> WORK TO DO
Return the part of the audio player forum thread between "There is a boatload" and "BHEs sound quality.", inclusive, copied word for word.

> PROVIDED PASSAGE
= = = = = = =

Not abandoning my Foobar plugins and components. Ever.


----------



## Franatic

dmbr said:


> Not abandoning my Foobar plugins and components. Ever.


 

 There is a boatload of those things for Foobar! Nothing can compete with all that!
  
 In digital audio, everyone's experience is system dependent.
  
 I am using BHE strictly for playback on my desktop 2 pc streamer audio system. I have 16gb of ram and an i5 processor on my control pc. I am playing redbook, hi-res and DSD from connected hard drives. In my experience (JRiver, Foobar, HQPlayer), BHE gives me a more relaxed, organic and detailed presentation when used in this way. My PCs also use Jplay and Audiophile Optimizer and they add much to BHEs sound quality.
  
 I still use Jriver for file ripping and library management....and streaming audio from the net.


----------



## Spineur1

I tried this player and indeed the sound is a lot better than the others.  I had to tweak the AS4ALL driver with a larger buffer.  The best performande I got are with optimized memory 2x2x2x2 Gb.  I tried oversampling a CD quality file to see if it cound be turned in HD sound: no way !!!
 It consumes a lot a PC ressources for a player.  I am puzzled why there is so much differences among the players.  Is it in the way the DAC are controlled ??

= = = = = = =

> STORED ROWS
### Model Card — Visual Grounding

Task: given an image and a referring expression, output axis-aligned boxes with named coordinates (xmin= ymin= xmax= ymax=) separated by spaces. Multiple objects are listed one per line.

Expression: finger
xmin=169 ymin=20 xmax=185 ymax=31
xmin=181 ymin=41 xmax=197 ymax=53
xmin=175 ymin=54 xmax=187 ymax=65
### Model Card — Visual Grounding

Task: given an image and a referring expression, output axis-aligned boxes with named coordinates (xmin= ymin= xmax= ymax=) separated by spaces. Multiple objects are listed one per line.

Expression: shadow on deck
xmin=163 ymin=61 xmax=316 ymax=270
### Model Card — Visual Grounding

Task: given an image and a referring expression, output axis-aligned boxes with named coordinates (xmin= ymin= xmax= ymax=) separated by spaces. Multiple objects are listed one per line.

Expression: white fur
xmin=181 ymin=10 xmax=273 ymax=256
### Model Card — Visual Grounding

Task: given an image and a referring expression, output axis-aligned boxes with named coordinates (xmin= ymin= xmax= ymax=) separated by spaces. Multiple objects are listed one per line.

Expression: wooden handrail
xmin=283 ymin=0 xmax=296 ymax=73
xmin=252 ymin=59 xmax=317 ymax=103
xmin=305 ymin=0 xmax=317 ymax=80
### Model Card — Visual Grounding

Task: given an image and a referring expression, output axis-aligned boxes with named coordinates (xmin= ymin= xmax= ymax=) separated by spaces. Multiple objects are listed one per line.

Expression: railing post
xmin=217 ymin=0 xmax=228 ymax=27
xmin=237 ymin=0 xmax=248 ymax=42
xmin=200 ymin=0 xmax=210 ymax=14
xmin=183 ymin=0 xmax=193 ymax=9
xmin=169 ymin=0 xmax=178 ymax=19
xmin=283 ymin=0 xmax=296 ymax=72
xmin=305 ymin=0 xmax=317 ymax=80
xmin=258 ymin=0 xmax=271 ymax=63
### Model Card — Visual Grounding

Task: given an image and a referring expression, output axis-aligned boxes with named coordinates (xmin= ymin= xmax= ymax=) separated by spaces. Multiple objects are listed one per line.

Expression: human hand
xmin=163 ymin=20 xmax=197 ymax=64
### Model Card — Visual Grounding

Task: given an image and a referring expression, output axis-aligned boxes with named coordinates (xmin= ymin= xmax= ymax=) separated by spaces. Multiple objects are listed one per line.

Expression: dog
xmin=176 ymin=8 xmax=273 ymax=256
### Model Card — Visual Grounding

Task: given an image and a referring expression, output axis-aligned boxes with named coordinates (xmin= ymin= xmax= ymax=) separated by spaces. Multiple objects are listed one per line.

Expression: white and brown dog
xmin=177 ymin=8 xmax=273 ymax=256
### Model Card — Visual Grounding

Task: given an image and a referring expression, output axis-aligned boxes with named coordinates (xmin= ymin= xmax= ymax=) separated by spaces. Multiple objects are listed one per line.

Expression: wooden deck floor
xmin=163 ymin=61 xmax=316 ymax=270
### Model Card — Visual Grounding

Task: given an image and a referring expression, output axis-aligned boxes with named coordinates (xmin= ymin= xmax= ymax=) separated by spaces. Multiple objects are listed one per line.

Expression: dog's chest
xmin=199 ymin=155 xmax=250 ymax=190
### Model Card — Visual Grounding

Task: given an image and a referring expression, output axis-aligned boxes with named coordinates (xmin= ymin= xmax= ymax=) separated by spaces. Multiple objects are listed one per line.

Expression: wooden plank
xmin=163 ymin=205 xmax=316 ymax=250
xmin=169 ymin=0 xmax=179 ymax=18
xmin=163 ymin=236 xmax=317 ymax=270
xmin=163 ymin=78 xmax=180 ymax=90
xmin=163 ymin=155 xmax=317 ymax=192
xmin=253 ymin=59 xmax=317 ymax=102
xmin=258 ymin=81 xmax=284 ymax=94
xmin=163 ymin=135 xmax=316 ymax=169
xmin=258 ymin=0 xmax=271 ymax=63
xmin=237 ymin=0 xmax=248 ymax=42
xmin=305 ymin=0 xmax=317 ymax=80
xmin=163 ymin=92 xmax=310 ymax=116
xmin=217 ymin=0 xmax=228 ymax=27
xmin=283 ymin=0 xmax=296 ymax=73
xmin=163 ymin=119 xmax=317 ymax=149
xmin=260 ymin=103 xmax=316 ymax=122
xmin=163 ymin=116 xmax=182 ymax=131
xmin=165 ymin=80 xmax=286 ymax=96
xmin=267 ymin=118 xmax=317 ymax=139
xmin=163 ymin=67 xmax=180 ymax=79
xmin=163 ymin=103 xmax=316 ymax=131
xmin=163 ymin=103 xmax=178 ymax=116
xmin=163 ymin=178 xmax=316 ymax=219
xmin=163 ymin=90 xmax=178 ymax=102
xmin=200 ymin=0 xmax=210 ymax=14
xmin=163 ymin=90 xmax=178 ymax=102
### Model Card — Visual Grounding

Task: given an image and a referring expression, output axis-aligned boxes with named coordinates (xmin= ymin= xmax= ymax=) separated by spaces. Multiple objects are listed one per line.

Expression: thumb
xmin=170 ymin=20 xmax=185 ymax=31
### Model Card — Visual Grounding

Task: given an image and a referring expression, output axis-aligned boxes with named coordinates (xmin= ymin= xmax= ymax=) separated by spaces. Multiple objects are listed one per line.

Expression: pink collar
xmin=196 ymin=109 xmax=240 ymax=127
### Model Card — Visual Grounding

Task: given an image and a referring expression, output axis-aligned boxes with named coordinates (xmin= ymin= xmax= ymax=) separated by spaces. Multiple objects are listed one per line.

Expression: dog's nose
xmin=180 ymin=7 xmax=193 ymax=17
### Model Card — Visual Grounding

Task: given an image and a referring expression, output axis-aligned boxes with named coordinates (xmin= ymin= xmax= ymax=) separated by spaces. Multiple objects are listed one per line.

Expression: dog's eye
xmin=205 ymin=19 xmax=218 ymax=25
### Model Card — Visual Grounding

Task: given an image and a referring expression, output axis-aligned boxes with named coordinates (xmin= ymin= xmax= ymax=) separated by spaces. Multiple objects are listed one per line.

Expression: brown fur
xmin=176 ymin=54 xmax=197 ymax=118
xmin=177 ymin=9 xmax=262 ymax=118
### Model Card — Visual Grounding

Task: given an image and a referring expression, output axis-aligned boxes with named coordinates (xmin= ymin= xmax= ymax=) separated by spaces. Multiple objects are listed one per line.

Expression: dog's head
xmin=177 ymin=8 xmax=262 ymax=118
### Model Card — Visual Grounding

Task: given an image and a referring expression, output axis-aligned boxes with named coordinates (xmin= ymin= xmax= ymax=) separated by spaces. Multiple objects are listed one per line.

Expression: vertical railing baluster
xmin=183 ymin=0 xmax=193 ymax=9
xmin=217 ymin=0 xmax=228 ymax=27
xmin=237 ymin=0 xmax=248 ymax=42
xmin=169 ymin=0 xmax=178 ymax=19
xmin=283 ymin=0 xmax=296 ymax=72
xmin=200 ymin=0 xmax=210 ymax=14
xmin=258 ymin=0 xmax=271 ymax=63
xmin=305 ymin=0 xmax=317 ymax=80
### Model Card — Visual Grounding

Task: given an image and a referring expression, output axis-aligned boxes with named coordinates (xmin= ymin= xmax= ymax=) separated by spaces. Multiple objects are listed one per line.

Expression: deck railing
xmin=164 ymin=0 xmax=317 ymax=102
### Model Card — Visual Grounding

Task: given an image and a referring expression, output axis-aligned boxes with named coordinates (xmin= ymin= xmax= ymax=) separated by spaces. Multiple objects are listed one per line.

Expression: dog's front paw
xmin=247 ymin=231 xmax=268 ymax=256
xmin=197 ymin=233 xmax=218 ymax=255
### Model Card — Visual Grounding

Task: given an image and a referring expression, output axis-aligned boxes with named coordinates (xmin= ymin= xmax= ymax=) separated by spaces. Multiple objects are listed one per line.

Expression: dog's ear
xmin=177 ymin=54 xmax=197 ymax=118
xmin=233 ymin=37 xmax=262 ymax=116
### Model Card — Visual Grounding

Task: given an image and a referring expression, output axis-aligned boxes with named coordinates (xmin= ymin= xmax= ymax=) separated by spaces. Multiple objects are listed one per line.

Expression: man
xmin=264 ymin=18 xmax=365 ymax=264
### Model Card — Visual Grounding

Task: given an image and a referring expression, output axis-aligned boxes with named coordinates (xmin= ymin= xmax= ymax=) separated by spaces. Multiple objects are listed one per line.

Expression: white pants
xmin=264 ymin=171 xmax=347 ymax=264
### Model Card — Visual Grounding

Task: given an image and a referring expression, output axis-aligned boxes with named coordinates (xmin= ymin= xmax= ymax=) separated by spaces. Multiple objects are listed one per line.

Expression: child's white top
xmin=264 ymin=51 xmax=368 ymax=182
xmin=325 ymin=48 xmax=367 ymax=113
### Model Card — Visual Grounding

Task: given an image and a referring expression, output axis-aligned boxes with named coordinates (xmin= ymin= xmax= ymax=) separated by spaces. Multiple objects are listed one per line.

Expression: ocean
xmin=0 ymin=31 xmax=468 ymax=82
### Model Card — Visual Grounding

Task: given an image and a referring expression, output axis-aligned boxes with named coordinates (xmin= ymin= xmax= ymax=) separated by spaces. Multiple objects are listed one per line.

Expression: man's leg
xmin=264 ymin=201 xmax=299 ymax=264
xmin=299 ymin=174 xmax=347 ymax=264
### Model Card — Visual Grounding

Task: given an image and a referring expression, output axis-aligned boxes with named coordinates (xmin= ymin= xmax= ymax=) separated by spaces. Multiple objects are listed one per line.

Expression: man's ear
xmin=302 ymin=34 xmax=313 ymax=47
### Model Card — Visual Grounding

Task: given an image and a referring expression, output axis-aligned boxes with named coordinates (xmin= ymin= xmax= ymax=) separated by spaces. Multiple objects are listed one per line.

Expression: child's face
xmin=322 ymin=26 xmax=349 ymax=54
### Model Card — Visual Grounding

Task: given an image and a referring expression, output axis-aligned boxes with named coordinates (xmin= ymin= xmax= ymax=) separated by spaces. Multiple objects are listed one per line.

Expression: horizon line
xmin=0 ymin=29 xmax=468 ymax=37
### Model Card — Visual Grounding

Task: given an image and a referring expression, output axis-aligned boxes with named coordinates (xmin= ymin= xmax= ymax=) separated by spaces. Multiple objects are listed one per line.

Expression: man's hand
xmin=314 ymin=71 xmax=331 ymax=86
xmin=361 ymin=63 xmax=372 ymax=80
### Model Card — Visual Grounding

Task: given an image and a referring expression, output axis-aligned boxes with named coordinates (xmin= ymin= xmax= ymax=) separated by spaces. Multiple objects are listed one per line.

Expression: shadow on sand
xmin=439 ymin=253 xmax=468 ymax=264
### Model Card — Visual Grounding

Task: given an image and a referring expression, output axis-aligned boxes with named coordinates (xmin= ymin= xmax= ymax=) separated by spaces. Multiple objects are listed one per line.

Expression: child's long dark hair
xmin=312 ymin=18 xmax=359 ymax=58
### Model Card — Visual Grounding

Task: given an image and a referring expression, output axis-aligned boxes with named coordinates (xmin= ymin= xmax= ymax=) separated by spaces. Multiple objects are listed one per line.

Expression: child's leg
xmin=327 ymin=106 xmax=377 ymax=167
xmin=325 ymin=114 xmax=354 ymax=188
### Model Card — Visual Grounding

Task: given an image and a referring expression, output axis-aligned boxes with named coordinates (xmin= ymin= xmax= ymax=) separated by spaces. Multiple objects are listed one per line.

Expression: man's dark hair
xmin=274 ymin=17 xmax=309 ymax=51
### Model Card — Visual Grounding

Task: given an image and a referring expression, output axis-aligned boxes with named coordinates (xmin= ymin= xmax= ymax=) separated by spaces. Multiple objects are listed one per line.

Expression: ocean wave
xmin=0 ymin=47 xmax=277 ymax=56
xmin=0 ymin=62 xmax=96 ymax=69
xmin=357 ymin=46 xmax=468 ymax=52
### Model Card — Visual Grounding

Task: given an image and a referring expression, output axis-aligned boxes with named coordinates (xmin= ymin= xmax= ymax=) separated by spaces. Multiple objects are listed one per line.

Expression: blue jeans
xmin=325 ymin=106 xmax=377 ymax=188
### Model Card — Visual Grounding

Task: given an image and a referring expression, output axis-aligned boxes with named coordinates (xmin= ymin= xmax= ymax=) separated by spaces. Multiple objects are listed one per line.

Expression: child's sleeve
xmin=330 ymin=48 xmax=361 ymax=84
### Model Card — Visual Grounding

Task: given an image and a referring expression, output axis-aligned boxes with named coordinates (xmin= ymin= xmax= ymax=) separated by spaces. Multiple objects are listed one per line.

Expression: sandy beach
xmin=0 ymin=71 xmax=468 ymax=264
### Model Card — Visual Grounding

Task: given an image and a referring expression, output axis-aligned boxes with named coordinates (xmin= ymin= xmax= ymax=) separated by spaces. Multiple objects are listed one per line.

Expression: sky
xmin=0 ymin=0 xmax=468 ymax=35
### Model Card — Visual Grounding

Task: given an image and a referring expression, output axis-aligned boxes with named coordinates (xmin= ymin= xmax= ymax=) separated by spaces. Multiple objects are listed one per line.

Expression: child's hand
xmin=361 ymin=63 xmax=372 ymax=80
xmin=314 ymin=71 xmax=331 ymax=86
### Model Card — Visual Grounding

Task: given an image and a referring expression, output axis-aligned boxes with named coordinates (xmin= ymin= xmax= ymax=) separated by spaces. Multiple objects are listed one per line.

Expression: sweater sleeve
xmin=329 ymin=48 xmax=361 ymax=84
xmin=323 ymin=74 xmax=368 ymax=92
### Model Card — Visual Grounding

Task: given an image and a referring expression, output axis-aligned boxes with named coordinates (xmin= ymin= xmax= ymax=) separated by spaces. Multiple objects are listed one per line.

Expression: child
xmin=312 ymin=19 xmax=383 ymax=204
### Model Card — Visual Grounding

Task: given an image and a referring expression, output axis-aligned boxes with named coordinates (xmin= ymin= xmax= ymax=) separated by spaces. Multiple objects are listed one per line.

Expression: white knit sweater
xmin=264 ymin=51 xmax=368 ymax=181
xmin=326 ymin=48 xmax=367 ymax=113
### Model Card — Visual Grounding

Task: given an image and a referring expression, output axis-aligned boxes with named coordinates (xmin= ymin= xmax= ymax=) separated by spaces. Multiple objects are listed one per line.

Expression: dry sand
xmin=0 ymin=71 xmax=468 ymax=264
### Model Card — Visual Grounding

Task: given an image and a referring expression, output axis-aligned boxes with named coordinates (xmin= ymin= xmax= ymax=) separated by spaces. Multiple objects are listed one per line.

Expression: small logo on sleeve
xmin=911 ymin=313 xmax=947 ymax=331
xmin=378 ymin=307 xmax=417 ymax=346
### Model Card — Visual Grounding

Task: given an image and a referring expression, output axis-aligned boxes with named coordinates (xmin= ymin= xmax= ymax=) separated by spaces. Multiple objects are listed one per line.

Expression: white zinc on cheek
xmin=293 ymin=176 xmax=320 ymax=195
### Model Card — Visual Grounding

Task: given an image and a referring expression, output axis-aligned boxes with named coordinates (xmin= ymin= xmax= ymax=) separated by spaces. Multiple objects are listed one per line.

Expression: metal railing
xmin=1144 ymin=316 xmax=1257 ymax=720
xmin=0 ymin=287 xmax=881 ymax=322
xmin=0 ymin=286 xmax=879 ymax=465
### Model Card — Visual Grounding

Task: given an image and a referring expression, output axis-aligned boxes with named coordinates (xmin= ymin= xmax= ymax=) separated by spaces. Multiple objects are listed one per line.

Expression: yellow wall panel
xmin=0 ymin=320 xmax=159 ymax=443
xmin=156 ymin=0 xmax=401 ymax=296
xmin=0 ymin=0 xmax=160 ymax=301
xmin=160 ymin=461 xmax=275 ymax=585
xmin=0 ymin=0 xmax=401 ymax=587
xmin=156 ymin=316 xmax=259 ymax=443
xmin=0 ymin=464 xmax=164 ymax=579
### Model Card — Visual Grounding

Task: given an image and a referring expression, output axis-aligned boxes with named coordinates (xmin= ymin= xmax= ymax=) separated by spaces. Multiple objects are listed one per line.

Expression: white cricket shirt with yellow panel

= = = = = = =

> RESULT FOR THIS EXERCISE
There is a boatload of those things for Foobar! Nothing can compete with all that!
  
 In digital audio, everyone's experience is system dependent.
  
 I am using BHE strictly for playback on my desktop 2 pc streamer audio system. I have 16gb of ram and an i5 processor on my control pc. I am playing redbook, hi-res and DSD from connected hard drives. In my experience (JRiver, Foobar, HQPlayer), BHE gives me a more relaxed, organic and detailed presentation when used in this way. My PCs also use Jplay and Audiophile Optimizer and they add much to BHEs sound quality.